## Exercise materials
* start *
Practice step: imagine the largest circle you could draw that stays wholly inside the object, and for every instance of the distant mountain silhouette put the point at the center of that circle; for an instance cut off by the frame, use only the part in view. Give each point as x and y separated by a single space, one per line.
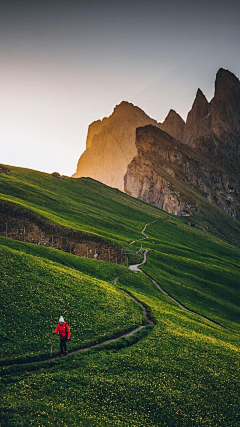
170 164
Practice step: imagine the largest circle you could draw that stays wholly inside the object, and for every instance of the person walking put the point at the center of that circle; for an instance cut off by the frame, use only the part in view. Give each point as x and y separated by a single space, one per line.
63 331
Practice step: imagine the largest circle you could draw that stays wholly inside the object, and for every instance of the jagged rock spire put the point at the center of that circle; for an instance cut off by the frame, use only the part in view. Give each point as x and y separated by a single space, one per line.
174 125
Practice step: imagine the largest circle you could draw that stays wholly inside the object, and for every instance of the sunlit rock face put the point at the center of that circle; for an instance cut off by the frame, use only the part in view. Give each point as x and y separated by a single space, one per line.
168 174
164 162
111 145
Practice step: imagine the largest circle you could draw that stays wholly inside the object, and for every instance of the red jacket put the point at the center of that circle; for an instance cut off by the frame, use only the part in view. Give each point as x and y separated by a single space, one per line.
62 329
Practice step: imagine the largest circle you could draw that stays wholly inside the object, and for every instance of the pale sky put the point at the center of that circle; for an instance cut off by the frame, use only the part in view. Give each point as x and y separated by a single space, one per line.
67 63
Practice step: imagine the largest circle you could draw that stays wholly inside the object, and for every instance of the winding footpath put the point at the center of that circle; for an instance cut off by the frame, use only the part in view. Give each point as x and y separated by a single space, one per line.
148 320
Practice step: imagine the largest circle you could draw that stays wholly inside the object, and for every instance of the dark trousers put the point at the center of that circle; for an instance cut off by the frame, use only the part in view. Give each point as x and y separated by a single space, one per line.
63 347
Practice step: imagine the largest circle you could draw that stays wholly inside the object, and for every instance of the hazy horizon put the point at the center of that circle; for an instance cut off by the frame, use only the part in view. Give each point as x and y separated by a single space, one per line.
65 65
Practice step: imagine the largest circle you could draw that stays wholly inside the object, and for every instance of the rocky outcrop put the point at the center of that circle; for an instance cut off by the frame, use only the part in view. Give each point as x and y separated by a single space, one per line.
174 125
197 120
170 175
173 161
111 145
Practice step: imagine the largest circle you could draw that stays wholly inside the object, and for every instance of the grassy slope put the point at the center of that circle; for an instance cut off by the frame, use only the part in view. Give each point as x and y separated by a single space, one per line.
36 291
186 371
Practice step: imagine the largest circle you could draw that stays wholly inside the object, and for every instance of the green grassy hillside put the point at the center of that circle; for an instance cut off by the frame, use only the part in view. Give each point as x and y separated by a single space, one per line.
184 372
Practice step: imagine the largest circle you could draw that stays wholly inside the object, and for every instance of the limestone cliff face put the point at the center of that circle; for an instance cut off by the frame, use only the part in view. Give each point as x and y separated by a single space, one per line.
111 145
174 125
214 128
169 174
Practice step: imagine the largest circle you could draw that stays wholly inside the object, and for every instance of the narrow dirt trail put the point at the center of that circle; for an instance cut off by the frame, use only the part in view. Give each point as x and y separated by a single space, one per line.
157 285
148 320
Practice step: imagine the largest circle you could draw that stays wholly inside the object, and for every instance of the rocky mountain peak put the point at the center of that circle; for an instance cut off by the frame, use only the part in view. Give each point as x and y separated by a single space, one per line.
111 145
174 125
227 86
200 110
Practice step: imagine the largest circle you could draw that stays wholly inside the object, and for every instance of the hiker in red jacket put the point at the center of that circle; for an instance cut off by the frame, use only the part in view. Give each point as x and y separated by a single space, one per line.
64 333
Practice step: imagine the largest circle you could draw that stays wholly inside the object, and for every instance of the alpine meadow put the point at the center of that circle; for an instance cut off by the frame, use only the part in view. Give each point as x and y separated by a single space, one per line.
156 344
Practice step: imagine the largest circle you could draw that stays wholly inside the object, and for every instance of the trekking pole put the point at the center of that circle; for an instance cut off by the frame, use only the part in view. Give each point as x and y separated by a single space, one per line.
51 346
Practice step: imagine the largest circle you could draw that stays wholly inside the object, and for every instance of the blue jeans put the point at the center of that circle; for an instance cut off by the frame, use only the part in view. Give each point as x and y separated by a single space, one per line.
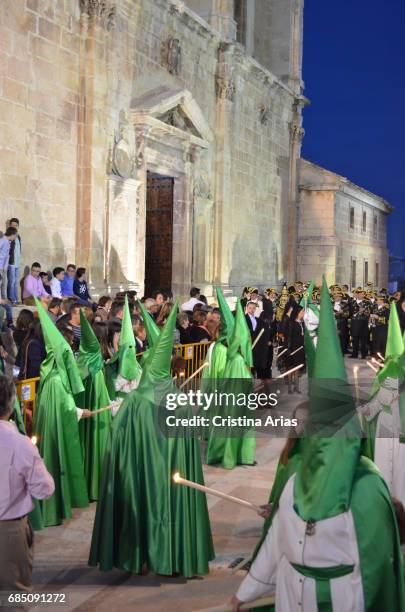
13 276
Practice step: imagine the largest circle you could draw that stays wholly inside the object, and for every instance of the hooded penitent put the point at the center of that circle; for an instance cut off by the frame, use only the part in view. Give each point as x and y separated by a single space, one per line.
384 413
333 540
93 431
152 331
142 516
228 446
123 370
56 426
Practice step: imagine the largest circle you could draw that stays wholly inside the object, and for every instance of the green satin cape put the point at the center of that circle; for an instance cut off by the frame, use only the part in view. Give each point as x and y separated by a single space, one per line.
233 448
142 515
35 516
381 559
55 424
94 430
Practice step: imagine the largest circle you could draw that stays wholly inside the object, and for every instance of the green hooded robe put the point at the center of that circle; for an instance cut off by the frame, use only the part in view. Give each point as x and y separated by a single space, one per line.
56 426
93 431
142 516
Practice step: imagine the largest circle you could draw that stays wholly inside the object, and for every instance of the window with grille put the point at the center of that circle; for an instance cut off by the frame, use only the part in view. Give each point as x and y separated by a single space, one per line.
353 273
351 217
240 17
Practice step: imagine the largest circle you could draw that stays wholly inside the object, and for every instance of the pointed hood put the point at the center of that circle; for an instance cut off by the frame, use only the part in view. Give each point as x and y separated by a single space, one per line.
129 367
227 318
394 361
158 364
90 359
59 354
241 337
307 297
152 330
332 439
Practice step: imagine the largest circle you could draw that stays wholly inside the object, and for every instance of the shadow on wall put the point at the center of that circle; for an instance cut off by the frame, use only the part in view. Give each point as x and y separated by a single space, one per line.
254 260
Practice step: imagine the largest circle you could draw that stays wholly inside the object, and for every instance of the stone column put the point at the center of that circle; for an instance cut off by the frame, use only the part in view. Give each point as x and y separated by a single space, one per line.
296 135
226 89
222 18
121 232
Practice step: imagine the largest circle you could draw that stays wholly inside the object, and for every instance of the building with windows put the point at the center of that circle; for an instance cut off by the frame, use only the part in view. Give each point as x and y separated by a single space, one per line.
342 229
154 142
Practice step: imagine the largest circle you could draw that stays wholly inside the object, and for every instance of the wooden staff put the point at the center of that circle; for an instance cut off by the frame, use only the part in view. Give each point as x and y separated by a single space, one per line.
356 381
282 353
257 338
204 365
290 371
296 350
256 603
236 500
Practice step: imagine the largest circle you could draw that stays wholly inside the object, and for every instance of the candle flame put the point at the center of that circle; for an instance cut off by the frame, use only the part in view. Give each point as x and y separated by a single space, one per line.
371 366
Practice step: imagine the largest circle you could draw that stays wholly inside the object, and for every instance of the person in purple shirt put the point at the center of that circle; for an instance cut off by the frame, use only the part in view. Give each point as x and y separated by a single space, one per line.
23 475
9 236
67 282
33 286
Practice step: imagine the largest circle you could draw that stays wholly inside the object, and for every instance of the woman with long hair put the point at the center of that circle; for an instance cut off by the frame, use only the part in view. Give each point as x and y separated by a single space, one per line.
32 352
* end *
## Prompt
Reproduce every line of the records above word for word, leaving out the pictures.

## Response for this exercise
Practice step: imagine the largest circle you could draw that stays wholly inside the object, and for every instance of the distant mountain silhouette put the point at the center of that circle; for an instance cut off by the frame, use only the part in view. Give each point as x and y separated by a single space, one per line.
170 164
Practice step: imagine the largest circle you could draw that stays wholly inside the object, and for every instance of the person walking put the point at the center of that circle; for an instance cut off by the frame, use only the part in view. Give each point as x and y separated by a single space, one per line.
63 331
Practice step: imagine the largest circle you could draw that stays wholly inside the object, and for every instance of the jagged rock spire put the point at the center of that circle; for an instance cut off by the frame, use only the part in view. Give each point as x and y separated by a single space, one per line.
174 125
Practice step: imagine the largest circle you could draw that stays wholly inside the object, and for every instance of the sunlit rock face put the point at the center of that circle; for an instance cut off by the frame, use only the part in view. Give each point as x and y separated by a single space, one per line.
168 174
164 162
111 145
Practice step: imagine the largest circle you could draw that stays wholly inside the object, and for every instance of the red jacket put the point at the center of that circle; for an instance cut off by the frame, use only the part in view. Give each point as x and y separated by a single space, one per line.
62 329
Practice step: imagine the largest circle you could draw that stays wholly inside the object, and for every instance of the pale sky put the point at the center of that circle; for an instance cut off by the frame, use only the part in view. Give each point as x and y separated by a single space, one per line.
67 63
Practice step: imagine the largest circle you could draw that stays wholly inside the object, and for every instance of the winding footpath put the point at the center of that circle; for an instance cut off by the frame, use only the part in view. Give each point as x and y separated by a single space, one per line.
148 320
Practice step: imagine the largest circle you could draw that stays wholly inside the object, and for every instance of the dark trousers put the point at the center of that circle; for an instance cut off by the frame, use only the part in view. Give each point as x and y separated by a single space, one per line.
63 347
Practice step: imagine the largest circle you could draw that stays wholly inside the object, and for every instance of the hazy horizon put the point at the center of that circle; for an instance cut off by the frame, use only the part in view. Give each point as x and y separated by a single space, one per line.
65 65
Practice step: imagine the largest circle you could draw that stays wholly inside the object, and for every instance of the rocky outcrop put the point at the center of that circle; for an instance cut off by the frame, use only the part in view. Give each point as x and y separated by a single space, one per line.
174 125
197 120
170 175
173 161
111 145
Practice step: imagine the largest circle you could draw that stays wholly inside the object, and for every instance of the grassy slope put the point at the center of that circle; for an instance cut off by the frame, use only the part in view. Give each point as x and y separated by a single space, one per line.
36 291
186 371
Practice step: imagine the largest circle you could draw that stays wholly inside the object, and for every instance of the green grassy hillside put the point at the center of that circle; for an instance cut off by the frame, use only the part in view. Give each point as x and y separated by a single space, one per line.
184 372
Practice step: imagine the largest circle you could draw that stays wholly inside the object, and for every instance of the limestone cliff face put the point at the center of that circle; for an instance cut off by the frame, use only the part in view. Give each point as x and y separated by a single space, one per line.
111 145
174 125
214 128
169 174
Practice step: imagine the largest circle you could draw that stays wholly inside the object, and for every instance of the narrow dirt trail put the point at the center of that circle; for an instance cut off by the frame, use only the part in view. Give each point as x and y separated by a single space, one per line.
157 285
148 320
Practice step: imagine the largest circle you could draw that stays wholly inside the object, and for every instance of the rocky mountain peak put the point at the center of that circle; for an instance cut off by the frame, use only the part in view. Give each point as x and y separated by a single space, one per line.
111 145
174 125
227 86
200 110
Practice step: imagine the largest circle you could draw that stays wholly inside the object, and for every instance of the hiker in red jacket put the point at the center of that circle; for an instance cut off by the frame, use only the part in view. Give each point as x and y separated by a single space, one per line.
64 333
Practice step: imagine the largest circle you could draw that stays wholly inside the object, and for every instance of the alpine meadow put the point at the center of that circle; for an instance cut off by the frame, use only the part in view. Give each point as x and y separated by a single space, one per line.
156 344
Practice step: imagine the largest circle you could draw that stays wholly inside the object, and for every instance of the trekking pole put the point at the center of that circle; for an instance cut off by the frame, use only the part in view. Give each point as x and y separated by a single space, one per line.
51 346
Practice step: imagine the largest circle you could draw that stays wholly inside the object, and for every instance of the blue jeans put the point at the center of that circle; for an instance cut off by the frame, use only the part in view. Give each point as x and y separated by a single space, one per line.
13 276
Practice step: imagine the largest circle you could draw that stays wholly inside the object, and for every instance of the hooded penitent put the point at the center of that circle; for an instance cut off by the frame, use only the part in view. Give each point as x and y separated by a single space, one per line.
384 413
333 540
93 431
152 331
142 516
228 446
123 370
56 426
Practice step: imagine the largest circle you could draw that stays wholly inside the object, and for every instance of the green satin cape put the point at the center of that circle; for an instance cut off by the frame, use only the part in view. Give each point as x and y separated by a single space, one per line.
233 448
142 515
35 516
381 559
55 424
94 430
Practice step: imagine the largest circle you could draw that stays wholly inside the object, and for every instance of the green hooded robe put the point at the center of that circle; for an instance cut off by the frame, use only the part in view. Give each point as x and y separated by a single space, one per line.
56 426
93 431
142 516
Practice step: imagine the largest circle you could draw that stays wholly inside the object, and for every instance of the window with grille put the point at the center of that circle; for an instance cut off by the frame, use only the part in view. Give each point as x and y separated by a single space, one per line.
353 273
351 217
240 17
Practice step: imagine the largest circle you could draw that stays wholly inside the object, and for every instance of the pointed hood put the point at the center of that circle; for an instance cut off by the frame, use only the part in view. Give each point as x and y separated by a single space, one per line.
129 367
227 318
394 361
158 364
90 359
59 354
241 337
307 297
152 330
332 439
Practice step: imagine the largest circle you could draw that stays wholly inside the object, and for every instance of the shadow on wall put the point at the center of that circle; for an instance cut off by the frame, use only the part in view. Give each point as x and y separated by a single space, one per line.
254 260
Practice step: imagine the largest circle you could draw that stays wholly inside the object, and for every instance of the stone column put the point at the center of that circle; for an instance cut off by the frame, use only the part in view. Give each point as x and y separated by a single space, one per line.
296 135
226 89
222 18
121 232
Practice step: imagine the largest circle you could draw that stays wholly inside the object, and for every instance of the building with windows put the point at the center of that circle; for an instance cut off by the frame, use only the part in view. Give each point as x and y separated by a single space, one per line.
342 229
154 142
Practice step: imagine the largest circle you could draw that stays wholly inside the object, and for every instance of the wooden staff put the point at the center of that circle; for an instance cut off by the frame, use only the part in view. Give each point as x and y separated by a single space, one per line.
356 381
282 353
257 338
204 365
290 371
296 350
256 603
236 500
Practice step: imagine the largest circle you could draw that stays wholly inside the object, and for every instance of the candle flame put the point at the center of that circle; for an instance cut off by the frame, use only the part in view. Give each point as x and y separated by a single space, one per line.
371 366
Practice step: imagine the largest circle you could draw that stays wholly inside the object, and for every instance of the person in purple shirt put the point at the center of that circle; for an instance cut off by the frame, use only the part in view. Give each point as x and y separated by a single space, one per line.
23 475
9 236
67 282
33 286
Practice step: imagine the largest circle you could draw that stays wholly inside the object, and for every instance of the woman with long hair put the point at the center of that circle; for an instance cut off by the frame, use only the part in view. Give each point as x and y separated by a single space, one per line.
32 352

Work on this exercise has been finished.